Can you echo the material below, starting at the line that contains "For every instance of the dirt trail, set" and ending at the line that contains "x=691 y=195", both included, with every character kept the same?

* start *

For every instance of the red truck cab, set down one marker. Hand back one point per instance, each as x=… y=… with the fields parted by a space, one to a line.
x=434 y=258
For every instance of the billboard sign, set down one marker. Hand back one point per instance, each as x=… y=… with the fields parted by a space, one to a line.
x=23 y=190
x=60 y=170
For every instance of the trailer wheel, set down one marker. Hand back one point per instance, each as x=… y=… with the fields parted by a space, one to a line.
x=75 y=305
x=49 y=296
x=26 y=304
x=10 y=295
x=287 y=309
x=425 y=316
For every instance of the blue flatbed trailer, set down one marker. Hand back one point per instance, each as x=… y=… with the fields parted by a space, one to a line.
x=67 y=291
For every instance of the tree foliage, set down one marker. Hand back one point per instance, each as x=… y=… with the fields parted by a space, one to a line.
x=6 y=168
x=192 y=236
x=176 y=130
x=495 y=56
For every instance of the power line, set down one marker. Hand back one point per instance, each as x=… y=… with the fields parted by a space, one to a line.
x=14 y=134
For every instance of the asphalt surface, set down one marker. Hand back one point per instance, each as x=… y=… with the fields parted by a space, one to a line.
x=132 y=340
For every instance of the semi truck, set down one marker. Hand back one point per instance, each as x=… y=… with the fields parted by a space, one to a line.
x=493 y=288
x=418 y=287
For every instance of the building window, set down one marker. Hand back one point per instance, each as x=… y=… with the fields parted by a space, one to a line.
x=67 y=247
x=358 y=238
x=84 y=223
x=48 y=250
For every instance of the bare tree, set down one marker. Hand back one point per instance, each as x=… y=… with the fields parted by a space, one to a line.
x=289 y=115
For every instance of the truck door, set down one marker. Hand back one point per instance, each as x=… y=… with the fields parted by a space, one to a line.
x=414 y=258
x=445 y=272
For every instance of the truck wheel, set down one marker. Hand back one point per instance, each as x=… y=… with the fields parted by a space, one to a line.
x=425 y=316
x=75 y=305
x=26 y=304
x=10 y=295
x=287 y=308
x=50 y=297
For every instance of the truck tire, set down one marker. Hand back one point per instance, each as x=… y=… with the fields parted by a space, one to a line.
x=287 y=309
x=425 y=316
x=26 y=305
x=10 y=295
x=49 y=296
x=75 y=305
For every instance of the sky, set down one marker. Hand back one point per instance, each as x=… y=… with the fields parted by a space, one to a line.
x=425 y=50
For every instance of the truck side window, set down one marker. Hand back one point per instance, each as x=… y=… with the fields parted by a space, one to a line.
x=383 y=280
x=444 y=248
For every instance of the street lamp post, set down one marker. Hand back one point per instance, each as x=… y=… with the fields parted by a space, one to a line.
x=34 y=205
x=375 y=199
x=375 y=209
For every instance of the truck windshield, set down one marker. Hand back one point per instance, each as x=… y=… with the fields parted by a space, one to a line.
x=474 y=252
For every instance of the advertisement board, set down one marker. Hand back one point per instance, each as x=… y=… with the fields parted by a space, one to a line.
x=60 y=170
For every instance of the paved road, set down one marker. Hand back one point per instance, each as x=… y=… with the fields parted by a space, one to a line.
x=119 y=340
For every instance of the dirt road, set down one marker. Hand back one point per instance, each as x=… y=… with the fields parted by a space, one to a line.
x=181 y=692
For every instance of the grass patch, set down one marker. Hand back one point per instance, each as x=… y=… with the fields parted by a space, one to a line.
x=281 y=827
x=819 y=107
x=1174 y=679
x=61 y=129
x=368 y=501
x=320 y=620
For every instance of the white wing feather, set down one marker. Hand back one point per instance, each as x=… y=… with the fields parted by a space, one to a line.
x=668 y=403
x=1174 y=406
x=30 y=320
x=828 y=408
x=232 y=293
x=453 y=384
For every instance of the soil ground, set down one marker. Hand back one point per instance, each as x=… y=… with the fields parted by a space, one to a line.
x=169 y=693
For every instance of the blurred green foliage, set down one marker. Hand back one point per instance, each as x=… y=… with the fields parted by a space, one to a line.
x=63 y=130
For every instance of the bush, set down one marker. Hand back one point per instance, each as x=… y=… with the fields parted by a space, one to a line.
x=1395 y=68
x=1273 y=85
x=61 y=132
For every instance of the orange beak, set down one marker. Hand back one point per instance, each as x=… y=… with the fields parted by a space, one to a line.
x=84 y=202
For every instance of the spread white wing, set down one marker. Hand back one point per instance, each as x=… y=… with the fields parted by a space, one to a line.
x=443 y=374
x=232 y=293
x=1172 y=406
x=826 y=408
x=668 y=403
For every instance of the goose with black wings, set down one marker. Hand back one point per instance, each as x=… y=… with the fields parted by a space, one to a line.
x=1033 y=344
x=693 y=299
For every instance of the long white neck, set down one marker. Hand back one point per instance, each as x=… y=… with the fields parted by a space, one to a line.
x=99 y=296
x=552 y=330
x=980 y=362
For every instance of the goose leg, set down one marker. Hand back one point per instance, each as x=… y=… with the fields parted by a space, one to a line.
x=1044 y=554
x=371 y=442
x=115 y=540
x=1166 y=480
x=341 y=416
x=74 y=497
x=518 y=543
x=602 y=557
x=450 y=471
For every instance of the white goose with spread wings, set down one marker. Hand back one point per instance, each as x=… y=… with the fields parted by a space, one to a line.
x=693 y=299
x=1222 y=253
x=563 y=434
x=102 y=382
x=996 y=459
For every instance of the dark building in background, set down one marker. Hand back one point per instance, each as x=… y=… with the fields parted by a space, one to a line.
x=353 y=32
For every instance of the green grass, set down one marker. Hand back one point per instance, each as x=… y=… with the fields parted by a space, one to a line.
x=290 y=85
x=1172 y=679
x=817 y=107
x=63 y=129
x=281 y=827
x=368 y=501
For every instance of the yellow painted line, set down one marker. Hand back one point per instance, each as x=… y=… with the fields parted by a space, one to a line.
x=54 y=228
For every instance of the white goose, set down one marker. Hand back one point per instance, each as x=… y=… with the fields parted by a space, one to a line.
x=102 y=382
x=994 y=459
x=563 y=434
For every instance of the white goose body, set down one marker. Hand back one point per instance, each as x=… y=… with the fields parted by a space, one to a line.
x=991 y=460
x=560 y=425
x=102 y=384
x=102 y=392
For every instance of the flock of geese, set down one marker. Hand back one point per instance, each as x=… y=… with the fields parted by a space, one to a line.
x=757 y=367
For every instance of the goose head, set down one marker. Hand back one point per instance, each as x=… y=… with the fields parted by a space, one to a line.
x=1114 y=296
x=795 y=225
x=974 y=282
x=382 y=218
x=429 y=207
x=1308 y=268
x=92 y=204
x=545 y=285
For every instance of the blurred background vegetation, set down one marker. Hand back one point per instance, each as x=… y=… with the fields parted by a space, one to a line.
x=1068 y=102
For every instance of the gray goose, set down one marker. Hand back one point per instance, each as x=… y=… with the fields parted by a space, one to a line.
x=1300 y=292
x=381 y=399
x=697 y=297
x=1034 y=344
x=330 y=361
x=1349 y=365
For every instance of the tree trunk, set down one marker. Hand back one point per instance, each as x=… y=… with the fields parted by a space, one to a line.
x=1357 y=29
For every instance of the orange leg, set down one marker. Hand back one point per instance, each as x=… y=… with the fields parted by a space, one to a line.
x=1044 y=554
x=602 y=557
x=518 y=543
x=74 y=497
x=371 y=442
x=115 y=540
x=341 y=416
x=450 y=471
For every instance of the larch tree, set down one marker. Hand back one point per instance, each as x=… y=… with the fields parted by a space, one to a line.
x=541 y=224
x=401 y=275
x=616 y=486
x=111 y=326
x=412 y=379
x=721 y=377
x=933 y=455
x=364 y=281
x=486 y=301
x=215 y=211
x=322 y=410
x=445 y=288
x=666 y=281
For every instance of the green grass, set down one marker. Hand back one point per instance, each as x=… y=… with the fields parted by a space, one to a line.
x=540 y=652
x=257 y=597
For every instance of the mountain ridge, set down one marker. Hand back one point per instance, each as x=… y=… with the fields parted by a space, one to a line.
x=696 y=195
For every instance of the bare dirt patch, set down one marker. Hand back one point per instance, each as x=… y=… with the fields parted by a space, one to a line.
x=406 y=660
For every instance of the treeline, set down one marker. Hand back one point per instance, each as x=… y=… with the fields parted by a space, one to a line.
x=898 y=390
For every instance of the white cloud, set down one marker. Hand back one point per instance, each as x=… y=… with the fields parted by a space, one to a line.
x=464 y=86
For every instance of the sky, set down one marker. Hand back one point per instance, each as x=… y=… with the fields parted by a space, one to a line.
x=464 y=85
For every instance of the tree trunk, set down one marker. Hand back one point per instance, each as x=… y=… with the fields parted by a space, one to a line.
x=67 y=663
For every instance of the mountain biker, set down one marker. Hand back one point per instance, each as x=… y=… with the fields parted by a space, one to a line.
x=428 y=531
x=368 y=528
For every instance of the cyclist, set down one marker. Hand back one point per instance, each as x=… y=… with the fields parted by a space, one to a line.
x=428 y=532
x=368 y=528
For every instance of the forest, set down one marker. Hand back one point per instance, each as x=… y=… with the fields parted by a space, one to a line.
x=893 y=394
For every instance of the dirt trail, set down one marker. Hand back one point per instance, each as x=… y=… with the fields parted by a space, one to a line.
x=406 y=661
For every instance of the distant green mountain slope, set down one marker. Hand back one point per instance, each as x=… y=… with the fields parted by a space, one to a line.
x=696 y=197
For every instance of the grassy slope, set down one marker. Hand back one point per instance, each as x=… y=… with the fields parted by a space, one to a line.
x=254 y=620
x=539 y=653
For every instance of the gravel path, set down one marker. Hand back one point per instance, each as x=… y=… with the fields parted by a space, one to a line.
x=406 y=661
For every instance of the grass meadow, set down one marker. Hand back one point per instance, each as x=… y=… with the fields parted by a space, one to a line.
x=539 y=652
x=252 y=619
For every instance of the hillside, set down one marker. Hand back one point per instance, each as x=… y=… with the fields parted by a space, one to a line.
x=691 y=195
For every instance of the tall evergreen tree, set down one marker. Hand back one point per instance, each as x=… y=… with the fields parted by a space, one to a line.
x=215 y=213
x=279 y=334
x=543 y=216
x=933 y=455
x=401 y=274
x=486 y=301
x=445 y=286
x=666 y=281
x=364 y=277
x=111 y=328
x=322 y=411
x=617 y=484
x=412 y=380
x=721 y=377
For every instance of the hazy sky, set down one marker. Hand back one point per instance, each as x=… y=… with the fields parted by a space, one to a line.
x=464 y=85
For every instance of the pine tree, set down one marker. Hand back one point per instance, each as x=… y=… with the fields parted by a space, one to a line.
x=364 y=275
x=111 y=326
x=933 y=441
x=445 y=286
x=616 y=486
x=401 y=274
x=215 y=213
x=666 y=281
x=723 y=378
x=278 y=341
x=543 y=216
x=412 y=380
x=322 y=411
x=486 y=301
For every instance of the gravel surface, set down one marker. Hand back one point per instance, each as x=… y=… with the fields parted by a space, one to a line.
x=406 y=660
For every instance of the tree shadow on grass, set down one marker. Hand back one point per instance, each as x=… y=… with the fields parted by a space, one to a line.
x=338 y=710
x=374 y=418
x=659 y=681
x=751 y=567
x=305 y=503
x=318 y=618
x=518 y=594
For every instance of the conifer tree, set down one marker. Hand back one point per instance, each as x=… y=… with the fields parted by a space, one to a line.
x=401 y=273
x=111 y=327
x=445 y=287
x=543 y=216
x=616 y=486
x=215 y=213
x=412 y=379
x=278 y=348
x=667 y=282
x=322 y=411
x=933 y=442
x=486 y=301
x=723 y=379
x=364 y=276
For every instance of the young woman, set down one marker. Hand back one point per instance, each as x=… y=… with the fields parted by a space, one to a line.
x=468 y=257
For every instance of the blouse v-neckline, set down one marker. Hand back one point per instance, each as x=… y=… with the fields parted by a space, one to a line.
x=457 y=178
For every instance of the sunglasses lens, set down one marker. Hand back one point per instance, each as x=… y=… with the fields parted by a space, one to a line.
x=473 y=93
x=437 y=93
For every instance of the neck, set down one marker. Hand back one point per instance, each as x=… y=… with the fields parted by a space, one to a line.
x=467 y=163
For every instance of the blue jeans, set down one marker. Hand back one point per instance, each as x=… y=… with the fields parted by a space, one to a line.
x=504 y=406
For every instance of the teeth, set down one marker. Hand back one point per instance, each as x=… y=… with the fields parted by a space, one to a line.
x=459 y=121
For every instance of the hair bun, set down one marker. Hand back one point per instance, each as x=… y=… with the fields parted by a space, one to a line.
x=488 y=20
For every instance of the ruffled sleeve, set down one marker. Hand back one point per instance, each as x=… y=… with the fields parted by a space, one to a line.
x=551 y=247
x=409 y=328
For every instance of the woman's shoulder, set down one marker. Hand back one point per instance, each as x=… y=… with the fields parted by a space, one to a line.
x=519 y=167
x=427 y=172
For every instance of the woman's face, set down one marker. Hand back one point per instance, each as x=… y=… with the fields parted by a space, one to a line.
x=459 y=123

* end *

▶ **WORKED SOLUTION**:
For every instance of the dirt trail, set down one marker. Hand back one point per instance, each as x=… y=… with the fields parted by a space, one to a line.
x=406 y=661
For every instance of the distant green mountain slope, set down one marker. Hand back one point per instance, each as x=… y=… with the fields parted by a space, one to a line.
x=696 y=197
For every instance of the grassy slope, set down one marker. Hand back one point per instance, each as x=… y=… with the fields parted by a space, one to a line.
x=254 y=620
x=539 y=653
For every instance of the gravel path, set down one marker. Hand back one point per instance, each as x=… y=… with the fields parted by a space, one to a line.
x=406 y=661
For every instance of the grass meadow, set down one marker. Hand back one point per instance, each as x=… y=… with the fields parted by a space, one to a line.
x=539 y=652
x=252 y=619
For every instance of the hillside, set down one marker. Hand back one point per instance, each as x=… y=… with the fields parted by a space, one to a line.
x=691 y=195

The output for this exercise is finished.